### Task to complete
Copy each of the records below word for word, changing nothing.

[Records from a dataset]
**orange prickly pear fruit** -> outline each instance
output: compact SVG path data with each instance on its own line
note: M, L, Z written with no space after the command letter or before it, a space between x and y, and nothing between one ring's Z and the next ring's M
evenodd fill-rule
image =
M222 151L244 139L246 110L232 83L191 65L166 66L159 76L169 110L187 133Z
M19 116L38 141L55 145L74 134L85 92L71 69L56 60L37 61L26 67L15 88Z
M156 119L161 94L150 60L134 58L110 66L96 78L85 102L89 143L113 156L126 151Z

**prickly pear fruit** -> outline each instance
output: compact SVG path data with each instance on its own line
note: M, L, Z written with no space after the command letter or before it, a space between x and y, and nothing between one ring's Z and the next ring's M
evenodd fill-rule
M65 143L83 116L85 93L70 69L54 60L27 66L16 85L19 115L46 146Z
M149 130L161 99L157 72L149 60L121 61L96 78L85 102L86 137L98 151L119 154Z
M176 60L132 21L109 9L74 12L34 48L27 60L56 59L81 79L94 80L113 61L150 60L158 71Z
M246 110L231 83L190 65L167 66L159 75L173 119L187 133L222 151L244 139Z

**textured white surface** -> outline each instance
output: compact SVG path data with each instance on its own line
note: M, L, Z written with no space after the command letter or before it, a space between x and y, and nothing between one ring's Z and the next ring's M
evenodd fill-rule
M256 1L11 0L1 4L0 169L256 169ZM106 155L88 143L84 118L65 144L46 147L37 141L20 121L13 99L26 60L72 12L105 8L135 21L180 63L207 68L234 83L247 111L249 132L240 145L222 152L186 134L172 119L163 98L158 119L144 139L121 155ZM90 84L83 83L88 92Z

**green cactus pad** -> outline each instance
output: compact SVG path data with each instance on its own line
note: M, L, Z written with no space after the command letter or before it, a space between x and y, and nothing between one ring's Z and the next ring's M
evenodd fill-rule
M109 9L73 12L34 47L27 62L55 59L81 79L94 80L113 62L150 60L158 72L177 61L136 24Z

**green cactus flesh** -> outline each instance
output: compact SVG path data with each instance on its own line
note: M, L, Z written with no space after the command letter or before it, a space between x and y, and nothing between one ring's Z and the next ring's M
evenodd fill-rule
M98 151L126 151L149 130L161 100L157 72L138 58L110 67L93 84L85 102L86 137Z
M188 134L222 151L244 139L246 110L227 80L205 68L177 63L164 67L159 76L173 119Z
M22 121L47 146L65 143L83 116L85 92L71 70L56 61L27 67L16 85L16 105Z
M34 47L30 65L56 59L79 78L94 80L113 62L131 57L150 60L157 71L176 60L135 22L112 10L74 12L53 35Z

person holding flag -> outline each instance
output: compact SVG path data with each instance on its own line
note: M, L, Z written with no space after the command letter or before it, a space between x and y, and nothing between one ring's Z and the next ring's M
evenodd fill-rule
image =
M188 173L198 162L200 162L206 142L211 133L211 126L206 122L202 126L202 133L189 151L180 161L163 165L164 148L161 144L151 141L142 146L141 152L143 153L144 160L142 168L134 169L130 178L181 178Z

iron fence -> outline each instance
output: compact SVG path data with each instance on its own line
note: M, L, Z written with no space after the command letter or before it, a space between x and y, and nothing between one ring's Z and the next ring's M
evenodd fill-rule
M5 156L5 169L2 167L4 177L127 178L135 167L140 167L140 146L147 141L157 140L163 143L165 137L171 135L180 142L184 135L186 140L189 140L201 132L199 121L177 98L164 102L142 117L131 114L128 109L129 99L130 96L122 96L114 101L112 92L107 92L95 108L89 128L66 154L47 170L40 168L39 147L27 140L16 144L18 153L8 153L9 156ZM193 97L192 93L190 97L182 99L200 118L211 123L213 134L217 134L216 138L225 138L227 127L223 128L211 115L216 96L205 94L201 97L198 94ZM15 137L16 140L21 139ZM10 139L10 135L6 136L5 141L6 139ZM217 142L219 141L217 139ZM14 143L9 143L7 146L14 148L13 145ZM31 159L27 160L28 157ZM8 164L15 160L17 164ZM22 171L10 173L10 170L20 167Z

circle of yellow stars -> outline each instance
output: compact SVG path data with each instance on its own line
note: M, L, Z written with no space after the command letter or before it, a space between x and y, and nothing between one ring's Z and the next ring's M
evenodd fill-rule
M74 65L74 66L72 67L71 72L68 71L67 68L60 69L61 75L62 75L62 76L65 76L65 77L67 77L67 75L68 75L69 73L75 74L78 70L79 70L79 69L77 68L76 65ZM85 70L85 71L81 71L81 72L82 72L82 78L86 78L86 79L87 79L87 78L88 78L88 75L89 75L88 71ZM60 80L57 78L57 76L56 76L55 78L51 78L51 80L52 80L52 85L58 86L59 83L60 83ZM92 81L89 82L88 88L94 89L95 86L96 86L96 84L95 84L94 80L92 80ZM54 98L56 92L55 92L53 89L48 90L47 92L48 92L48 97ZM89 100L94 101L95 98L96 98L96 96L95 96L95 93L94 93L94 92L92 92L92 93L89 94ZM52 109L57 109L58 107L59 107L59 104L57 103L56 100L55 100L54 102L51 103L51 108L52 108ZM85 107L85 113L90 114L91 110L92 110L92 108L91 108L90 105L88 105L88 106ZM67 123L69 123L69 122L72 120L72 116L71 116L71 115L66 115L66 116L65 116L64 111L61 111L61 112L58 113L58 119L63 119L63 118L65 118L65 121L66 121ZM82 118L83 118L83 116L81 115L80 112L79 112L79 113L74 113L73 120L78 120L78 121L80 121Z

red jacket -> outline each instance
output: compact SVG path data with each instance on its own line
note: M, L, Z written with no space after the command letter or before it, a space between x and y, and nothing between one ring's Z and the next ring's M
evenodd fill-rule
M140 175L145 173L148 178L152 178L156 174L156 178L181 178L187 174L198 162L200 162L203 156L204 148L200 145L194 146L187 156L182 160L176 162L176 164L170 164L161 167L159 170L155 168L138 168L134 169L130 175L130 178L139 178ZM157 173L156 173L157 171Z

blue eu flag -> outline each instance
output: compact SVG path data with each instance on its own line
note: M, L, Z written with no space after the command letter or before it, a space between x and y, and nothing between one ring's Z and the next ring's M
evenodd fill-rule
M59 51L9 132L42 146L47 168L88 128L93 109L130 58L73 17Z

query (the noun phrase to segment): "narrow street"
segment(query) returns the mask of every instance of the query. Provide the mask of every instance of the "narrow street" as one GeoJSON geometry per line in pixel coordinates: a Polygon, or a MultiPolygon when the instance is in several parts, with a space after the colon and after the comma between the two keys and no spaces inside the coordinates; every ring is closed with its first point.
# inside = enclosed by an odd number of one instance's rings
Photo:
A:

### Solved problem
**orange prickly pear fruit** -> outline each instance
output: compact SVG path data with each instance on its own line
note: M, L, Z written with no space after the command letter or before it, a space between x and y, and nothing between one ring's Z and the next ring's M
evenodd fill-rule
image =
M222 151L244 139L246 110L232 83L191 65L166 66L159 76L169 110L187 133Z
M19 116L38 141L55 145L74 134L85 92L71 69L56 60L37 61L26 67L15 88Z
M156 119L161 94L150 60L134 58L110 66L96 78L85 102L89 143L113 156L126 151Z

**prickly pear fruit** -> outline each instance
output: compact SVG path data with each instance on its own line
note: M, L, Z written with no space after the command letter or before it, a space between x and y, and nothing between one ring's Z and the next ring's M
evenodd fill-rule
M65 143L83 116L85 93L70 69L54 60L27 66L16 85L19 115L46 146Z
M149 130L161 99L157 72L149 60L121 61L96 78L85 102L86 137L98 151L119 154Z
M176 60L132 21L109 9L74 12L34 48L27 60L56 59L81 79L94 80L113 61L150 60L158 71Z
M246 110L231 83L190 65L167 66L159 75L173 119L187 133L222 151L244 139Z

**textured white surface** -> outline each instance
output: compact SVG path data with each instance on its own line
note: M, L, Z written with no space after the command letter or before it, a space between x and y, and nothing between one ring's Z and the next ring's M
evenodd fill-rule
M256 1L11 0L1 4L0 169L256 169ZM106 155L88 143L84 118L65 144L46 147L37 141L20 121L13 99L26 60L72 12L105 8L135 21L180 63L207 68L234 83L247 111L249 132L240 145L222 152L186 134L172 119L163 98L158 119L144 139L121 155ZM90 84L83 83L88 92Z

**green cactus pad** -> outline each instance
output: compact SVG path data with each instance on its own line
note: M, L, Z written with no space after the command letter or before it, a space between x and y, and nothing between one ring's Z and the next ring's M
evenodd fill-rule
M109 9L73 12L34 47L27 62L55 59L81 79L94 80L113 62L150 60L158 72L177 61L136 24Z

**green cactus flesh** -> outline each instance
output: compact SVG path data with each instance on its own line
note: M, L, Z written with no space after the command letter or before it, a space between x and y, and nothing between one ring's Z and the next ring's M
evenodd fill-rule
M98 151L126 151L149 130L161 100L157 72L138 58L110 67L93 84L85 102L86 137Z
M188 134L222 151L244 139L246 110L227 80L205 68L177 63L164 67L159 76L173 119Z
M22 121L47 146L65 143L83 116L85 92L71 70L56 61L27 67L16 85L16 105Z
M34 47L30 65L56 59L79 78L94 80L113 62L131 57L150 60L157 71L176 60L135 22L112 10L74 12L53 35Z

person holding flag -> outline each instance
output: compact SVG path data with each instance on its own line
note: M, L, Z written with no space after the command letter or before it, a space between x and y, and nothing between one ring's Z and the next ring's M
evenodd fill-rule
image =
M188 173L198 162L200 162L206 142L211 133L211 126L206 122L202 126L202 133L189 151L180 161L163 165L164 148L161 144L151 141L142 146L141 152L143 153L144 160L142 168L134 169L130 178L181 178Z

iron fence -> outline each instance
output: compact SVG path data with each instance on its own line
note: M, L, Z written with no space after the command letter or before it, a space between x and y, and nothing between one ring's Z and the next ring's M
evenodd fill-rule
M5 156L5 169L2 167L4 177L127 178L135 167L140 167L140 146L147 141L157 140L163 143L165 137L171 135L180 142L184 135L186 140L189 140L201 132L199 121L177 98L164 102L142 117L131 114L128 109L129 99L130 96L122 96L114 101L112 92L107 92L95 108L89 128L66 154L47 170L40 168L39 147L27 140L16 144L18 153L8 153L9 156ZM193 97L192 93L190 97L182 99L200 118L211 123L213 134L217 134L216 138L225 138L227 127L223 128L211 115L216 96L205 94L201 97L198 94ZM15 137L16 140L21 139ZM10 139L10 135L6 136L5 141L6 139ZM217 142L219 141L217 139ZM14 143L9 143L7 146L14 148L13 145ZM31 159L27 160L28 157ZM8 164L15 160L17 164ZM22 171L10 173L10 170L20 167Z

circle of yellow stars -> outline each instance
output: compact SVG path data with each instance on its own line
note: M, L, Z written with no space after the command letter or before it, a space between x and y, and nothing between one ring's Z and the next ring's M
evenodd fill-rule
M74 65L74 66L72 67L71 72L68 71L67 68L60 69L61 75L62 75L62 76L65 76L65 77L67 77L67 75L68 75L69 73L75 74L78 70L79 70L79 69L77 68L76 65ZM85 70L85 71L81 71L81 72L82 72L82 78L86 78L86 79L87 79L87 78L88 78L88 75L89 75L88 71ZM60 80L57 78L57 76L56 76L55 78L51 78L51 80L52 80L52 85L58 86L59 83L60 83ZM92 81L89 82L88 88L94 89L95 86L96 86L96 84L95 84L94 80L92 80ZM54 98L56 92L55 92L53 89L48 90L47 92L48 92L48 97ZM89 100L94 101L95 98L96 98L96 96L95 96L95 93L94 93L94 92L92 92L92 93L89 94ZM52 109L57 109L58 107L59 107L59 104L57 103L56 100L55 100L54 102L51 103L51 108L52 108ZM85 107L85 113L90 114L91 110L92 110L92 108L91 108L90 105L88 105L88 106ZM67 123L69 123L69 122L72 120L72 116L71 116L71 115L66 115L66 116L65 116L64 111L61 111L61 112L58 113L58 119L63 119L63 118L65 118L65 121L66 121ZM82 118L83 118L83 116L81 115L80 112L79 112L79 113L74 113L73 120L78 120L78 121L80 121Z

red jacket -> outline each instance
output: compact SVG path data with each instance on its own line
note: M, L, Z written with no space after the command letter or before it, a space between x and y, and nothing between one ring's Z and the next ring's M
evenodd fill-rule
M140 175L145 173L148 178L152 178L156 174L156 178L181 178L187 174L198 162L200 162L203 156L204 148L200 145L194 146L187 156L182 160L176 162L176 164L170 164L161 167L159 170L155 168L138 168L134 169L130 175L130 178L139 178ZM157 173L156 173L157 171Z

blue eu flag -> outline each instance
output: compact SVG path data with each instance on its own line
note: M, L, Z written with no space after the command letter or before it, a space between x and y, and nothing between one ring's Z and the next ring's M
evenodd fill-rule
M59 51L9 132L42 146L47 168L88 128L93 109L130 58L73 17Z

query (the noun phrase to segment): "narrow street"
segment(query) returns the mask of every instance of the query. Provide the mask of every instance of the "narrow street" as one GeoJSON geometry per line in pixel coordinates: a Polygon, or a MultiPolygon when the instance is in several parts, with a space after the colon and after the comma between the two keys and no spaces inside the coordinates; every ring is closed with its first point.
# inside = enclosed by an odd number of one instance's rings
Photo:
A:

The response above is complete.